#### DOCUMENT PASSAGE ####

See further details of the upcoming changes to the travel restrictions here.

International Women’s Day

March 8th is International Women’s Day (la Giornata internazionale dei diritti della donna or simply la Festa della Donna in Italian) and while it’s not any kind of official holiday in Italy, it’s still widely recognised in the form of small-scale celebrations or marches and demonstrations.

You can expect to see bunches of feathery yellow mimosa flowers pop up in florists’ stalls, as it’s traditional in Italy to give these to a woman on International Women’s Day. 

According to Italian Marie Claire, the flower was chosen by early 20th century activists Rita Montagnana and Teresa Mattei both because it can readily be found flowering in the countryside in March, and because despite its delicate appearance, it’s deceptively strong and resilient.

Hospital visits for relatives and food and drink returns to cinemas

Following a unanimous vote by the Italian parliament’s Social Affairs Commission, March 10th is the date on which it will once again become possible for family members to visit their relatives in hospital.

READ ALSO: TIMELINE: When will Italy ease its coronavirus restrictions?

Those who are fully vaccinated and boosted will reportedly be able to access health facilities to visit their relatives without any further requirements, while people who haven’t received a booster shot will need a negative test to enter.

####

▶ EXERCISE SET:
- a) According to the passage on Italy, what flowers is it traditional to give a woman on International Women's Day?
- b) Set down the part of the passage on Italy starting with "You can expect" and going on through "strong and resilient.", word for word.

#### DATASET EXTRACT ####

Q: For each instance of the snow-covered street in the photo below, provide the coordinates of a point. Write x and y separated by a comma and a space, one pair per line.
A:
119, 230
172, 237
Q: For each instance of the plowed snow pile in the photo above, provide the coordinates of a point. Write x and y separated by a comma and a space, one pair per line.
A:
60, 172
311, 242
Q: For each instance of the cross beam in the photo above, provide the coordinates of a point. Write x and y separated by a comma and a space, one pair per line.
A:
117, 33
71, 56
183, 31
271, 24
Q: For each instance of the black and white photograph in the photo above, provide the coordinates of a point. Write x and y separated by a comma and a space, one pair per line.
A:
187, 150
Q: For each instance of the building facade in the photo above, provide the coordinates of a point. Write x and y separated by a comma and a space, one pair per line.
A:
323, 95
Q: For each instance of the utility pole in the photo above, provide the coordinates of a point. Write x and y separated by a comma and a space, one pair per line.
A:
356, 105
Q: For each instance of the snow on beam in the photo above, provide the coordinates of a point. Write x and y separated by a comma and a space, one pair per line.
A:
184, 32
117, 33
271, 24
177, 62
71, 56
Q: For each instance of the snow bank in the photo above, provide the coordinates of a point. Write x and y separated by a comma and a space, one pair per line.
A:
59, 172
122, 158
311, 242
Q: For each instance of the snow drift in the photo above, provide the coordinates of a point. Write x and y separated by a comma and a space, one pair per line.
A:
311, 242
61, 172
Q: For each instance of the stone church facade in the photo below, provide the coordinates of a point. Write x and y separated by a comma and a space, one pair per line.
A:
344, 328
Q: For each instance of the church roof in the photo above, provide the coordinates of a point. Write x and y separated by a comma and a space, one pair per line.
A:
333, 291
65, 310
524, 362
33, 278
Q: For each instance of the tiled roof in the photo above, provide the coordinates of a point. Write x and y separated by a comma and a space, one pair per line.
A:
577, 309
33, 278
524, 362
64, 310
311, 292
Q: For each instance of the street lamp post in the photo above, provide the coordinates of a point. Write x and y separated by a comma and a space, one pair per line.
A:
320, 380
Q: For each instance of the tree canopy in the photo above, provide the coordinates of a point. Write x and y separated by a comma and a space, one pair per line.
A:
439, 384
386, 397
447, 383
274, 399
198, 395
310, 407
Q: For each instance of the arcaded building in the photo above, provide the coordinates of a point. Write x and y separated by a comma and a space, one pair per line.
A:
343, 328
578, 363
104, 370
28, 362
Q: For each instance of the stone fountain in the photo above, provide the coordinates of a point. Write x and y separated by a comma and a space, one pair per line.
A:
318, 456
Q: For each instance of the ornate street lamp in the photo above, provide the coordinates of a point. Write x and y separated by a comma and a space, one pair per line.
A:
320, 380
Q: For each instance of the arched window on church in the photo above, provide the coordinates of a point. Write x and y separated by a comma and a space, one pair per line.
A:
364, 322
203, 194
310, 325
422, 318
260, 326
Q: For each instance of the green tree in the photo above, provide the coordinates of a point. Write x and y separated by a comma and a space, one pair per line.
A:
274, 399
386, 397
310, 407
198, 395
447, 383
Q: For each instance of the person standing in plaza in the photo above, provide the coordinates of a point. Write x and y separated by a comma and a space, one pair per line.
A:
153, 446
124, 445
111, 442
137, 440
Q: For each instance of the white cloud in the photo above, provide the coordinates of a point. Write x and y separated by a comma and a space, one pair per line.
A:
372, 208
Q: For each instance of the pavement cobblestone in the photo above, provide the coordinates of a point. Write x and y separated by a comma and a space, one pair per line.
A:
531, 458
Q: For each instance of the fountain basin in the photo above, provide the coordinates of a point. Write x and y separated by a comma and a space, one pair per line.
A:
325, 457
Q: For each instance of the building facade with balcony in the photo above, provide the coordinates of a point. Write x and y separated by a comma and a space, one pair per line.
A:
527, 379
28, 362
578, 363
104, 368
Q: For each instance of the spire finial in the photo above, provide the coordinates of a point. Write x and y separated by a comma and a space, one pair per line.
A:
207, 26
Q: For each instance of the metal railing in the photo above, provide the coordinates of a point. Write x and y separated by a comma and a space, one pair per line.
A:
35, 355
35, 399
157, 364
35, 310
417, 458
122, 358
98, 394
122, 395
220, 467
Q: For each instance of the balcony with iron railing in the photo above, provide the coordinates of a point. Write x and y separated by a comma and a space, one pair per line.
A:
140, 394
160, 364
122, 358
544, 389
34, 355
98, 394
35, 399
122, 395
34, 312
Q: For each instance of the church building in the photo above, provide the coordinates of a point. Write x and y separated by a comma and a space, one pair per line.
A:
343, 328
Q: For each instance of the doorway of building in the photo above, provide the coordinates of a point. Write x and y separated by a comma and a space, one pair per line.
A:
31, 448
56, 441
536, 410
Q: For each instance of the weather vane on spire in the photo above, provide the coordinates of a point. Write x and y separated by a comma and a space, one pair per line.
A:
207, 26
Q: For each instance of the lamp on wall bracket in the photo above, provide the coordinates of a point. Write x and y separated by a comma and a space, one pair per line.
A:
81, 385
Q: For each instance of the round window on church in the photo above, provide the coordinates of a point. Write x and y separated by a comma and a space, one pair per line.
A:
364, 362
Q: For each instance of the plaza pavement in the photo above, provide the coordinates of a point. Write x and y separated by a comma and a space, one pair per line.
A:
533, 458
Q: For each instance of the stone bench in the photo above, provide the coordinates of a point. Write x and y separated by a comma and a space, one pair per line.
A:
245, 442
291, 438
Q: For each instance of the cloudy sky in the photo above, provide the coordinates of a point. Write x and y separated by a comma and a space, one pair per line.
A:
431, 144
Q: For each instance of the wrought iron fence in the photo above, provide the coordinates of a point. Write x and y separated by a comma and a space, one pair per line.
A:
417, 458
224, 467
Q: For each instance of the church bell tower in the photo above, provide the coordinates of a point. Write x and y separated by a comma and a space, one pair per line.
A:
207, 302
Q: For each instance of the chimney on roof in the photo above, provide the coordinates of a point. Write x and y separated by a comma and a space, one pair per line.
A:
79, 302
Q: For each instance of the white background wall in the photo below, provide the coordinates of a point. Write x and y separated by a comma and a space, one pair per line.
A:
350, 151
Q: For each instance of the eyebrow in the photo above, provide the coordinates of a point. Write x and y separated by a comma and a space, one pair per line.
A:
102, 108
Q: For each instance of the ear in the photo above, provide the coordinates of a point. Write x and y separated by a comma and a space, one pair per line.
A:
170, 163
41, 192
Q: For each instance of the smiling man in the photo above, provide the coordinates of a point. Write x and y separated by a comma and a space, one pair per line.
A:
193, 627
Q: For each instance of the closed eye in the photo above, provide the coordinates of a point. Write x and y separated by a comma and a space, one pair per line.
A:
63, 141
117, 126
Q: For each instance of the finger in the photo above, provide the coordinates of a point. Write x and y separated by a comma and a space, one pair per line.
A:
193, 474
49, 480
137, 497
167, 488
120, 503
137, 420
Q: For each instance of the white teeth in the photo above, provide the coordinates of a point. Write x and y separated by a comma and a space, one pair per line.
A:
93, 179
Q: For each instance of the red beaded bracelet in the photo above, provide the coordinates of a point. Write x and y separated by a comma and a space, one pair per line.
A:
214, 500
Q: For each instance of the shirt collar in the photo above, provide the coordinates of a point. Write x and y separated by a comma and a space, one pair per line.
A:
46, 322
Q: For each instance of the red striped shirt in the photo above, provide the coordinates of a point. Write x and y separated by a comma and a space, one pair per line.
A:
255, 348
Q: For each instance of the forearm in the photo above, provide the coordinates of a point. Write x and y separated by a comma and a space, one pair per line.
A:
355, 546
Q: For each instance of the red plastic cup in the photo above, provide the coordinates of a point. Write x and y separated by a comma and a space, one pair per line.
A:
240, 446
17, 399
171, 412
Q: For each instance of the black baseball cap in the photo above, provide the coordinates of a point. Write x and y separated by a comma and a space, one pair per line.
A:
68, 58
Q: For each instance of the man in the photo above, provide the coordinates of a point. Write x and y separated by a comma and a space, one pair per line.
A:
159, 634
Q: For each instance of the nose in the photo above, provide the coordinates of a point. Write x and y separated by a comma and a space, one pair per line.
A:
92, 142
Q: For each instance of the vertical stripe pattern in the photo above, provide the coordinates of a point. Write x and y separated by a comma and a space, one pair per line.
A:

####

▶ OUTPUTS FOR THE TASKS:
- a) Bunches of feathery yellow mimosa flowers.

- b)
You can expect to see bunches of feathery yellow mimosa flowers pop up in florists’ stalls, as it’s traditional in Italy to give these to a woman on International Women’s Day. 

According to Italian Marie Claire, the flower was chosen by early 20th century activists Rita Montagnana and Teresa Mattei both because it can readily be found flowering in the countryside in March, and because despite its delicate appearance, it’s deceptively strong and resilient.